Could you print all the entries exactly?

** start DATASET **

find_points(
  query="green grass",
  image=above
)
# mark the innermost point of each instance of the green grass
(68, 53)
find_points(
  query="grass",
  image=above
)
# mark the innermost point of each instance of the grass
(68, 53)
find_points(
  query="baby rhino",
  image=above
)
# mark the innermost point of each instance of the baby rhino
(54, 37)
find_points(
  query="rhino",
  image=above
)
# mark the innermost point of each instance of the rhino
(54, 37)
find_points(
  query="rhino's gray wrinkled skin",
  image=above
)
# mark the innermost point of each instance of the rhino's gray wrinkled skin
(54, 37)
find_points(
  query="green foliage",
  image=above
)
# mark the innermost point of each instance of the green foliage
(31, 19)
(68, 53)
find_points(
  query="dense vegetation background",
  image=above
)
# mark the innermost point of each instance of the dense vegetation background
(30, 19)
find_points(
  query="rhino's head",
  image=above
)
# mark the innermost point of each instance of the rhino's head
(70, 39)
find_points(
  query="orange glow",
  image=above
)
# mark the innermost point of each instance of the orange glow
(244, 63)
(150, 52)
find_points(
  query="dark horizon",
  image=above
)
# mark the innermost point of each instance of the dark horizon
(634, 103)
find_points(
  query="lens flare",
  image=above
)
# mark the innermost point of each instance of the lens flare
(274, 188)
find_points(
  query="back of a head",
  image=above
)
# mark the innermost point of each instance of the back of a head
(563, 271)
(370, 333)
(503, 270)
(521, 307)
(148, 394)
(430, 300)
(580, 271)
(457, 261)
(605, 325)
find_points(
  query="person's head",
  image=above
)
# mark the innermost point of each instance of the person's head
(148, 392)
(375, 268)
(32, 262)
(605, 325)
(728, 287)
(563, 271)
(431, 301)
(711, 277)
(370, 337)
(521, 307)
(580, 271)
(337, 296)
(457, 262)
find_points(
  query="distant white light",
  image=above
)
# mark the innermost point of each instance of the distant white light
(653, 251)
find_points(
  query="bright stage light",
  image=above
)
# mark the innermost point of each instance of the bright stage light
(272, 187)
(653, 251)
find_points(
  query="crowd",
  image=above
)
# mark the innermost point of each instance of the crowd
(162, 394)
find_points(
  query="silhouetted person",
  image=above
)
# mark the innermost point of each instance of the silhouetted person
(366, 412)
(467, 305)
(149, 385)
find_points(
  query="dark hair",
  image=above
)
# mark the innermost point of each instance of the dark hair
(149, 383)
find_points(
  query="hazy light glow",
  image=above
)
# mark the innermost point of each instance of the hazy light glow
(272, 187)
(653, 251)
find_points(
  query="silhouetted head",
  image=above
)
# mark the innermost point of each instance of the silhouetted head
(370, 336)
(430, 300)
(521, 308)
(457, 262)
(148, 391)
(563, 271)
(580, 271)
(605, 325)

** end DATASET **

#### OUTPUT OF THE EXERCISE:
find_points(
  query="green grass",
  image=above
)
# mark the innermost point of each instance of the green grass
(68, 53)
find_points(
  query="grass",
  image=above
)
# mark the innermost point of each instance of the grass
(68, 53)
find_points(
  query="baby rhino",
  image=above
)
# mark the innermost point of each instance of the baby rhino
(54, 37)
find_points(
  query="rhino",
  image=above
)
# mark the innermost point of each instance of the rhino
(54, 37)
find_points(
  query="rhino's gray wrinkled skin",
  image=above
)
# mark the innermost point of each instance of the rhino's gray wrinkled skin
(54, 37)
find_points(
  query="green foliage",
  image=above
)
# mark the innermost point of each instance of the green foliage
(31, 19)
(68, 53)
find_points(
  query="dense vegetation background",
  image=above
)
# mark the innermost point of each instance of the dense vegetation background
(30, 19)
find_points(
  query="rhino's head",
  image=above
)
# mark the innermost point of each instance of the rhino's head
(70, 39)
find_points(
  query="orange glow",
  image=above
)
# mark the innermost point of each instance of the orange glow
(244, 63)
(150, 52)
find_points(
  query="dark horizon",
  image=above
)
# mark the innermost point of each instance of the dark horizon
(634, 103)
find_points(
  query="lens flare",
  image=above
)
# mark the innermost point of each instance of the lens flare
(274, 188)
find_points(
  query="back of a head",
  image=above
)
# mark the innermost point of each instance of the back of a head
(563, 271)
(370, 333)
(503, 270)
(521, 307)
(148, 394)
(430, 300)
(580, 271)
(457, 261)
(605, 325)
find_points(
  query="person's head",
  image=above
)
# mark the innermost point of each instance of the person's head
(148, 392)
(375, 268)
(32, 262)
(605, 325)
(728, 287)
(563, 271)
(431, 301)
(711, 277)
(370, 337)
(521, 307)
(580, 271)
(337, 296)
(457, 262)
find_points(
  query="distant white light",
  image=above
)
# mark the innermost point of each instance of the distant white light
(653, 251)
find_points(
  query="bright stage light",
  image=above
)
# mark the innermost point of each instance of the bright stage light
(272, 187)
(653, 251)
find_points(
  query="crowd",
  image=above
)
# mark the innermost point of each instance of the crowd
(162, 394)
find_points(
  query="silhouetted person",
  image=above
)
# mark the innermost point of each instance of the silhouetted person
(366, 412)
(467, 305)
(149, 385)
find_points(
  query="dark hair",
  image=above
)
# mark the innermost point of each instance of the dark hair
(149, 383)
find_points(
  query="hazy light glow",
  image=above
)
# mark the innermost point of each instance of the hazy light glow
(272, 187)
(653, 251)
find_points(
  query="silhouetted head",
  image=above
)
# mark the innermost point of each instance of the silhouetted head
(370, 336)
(430, 300)
(521, 308)
(457, 262)
(148, 391)
(563, 271)
(580, 271)
(605, 325)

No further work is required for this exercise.